# Prompt
Copy out every one of the rows below word for word, changing nothing.

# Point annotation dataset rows
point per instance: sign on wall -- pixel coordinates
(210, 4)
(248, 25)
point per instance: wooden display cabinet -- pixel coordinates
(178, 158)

# Response
point per instance: sign on wall -- pixel coordinates
(210, 4)
(248, 25)
point per instance: wooden display cabinet -- pixel coordinates
(178, 158)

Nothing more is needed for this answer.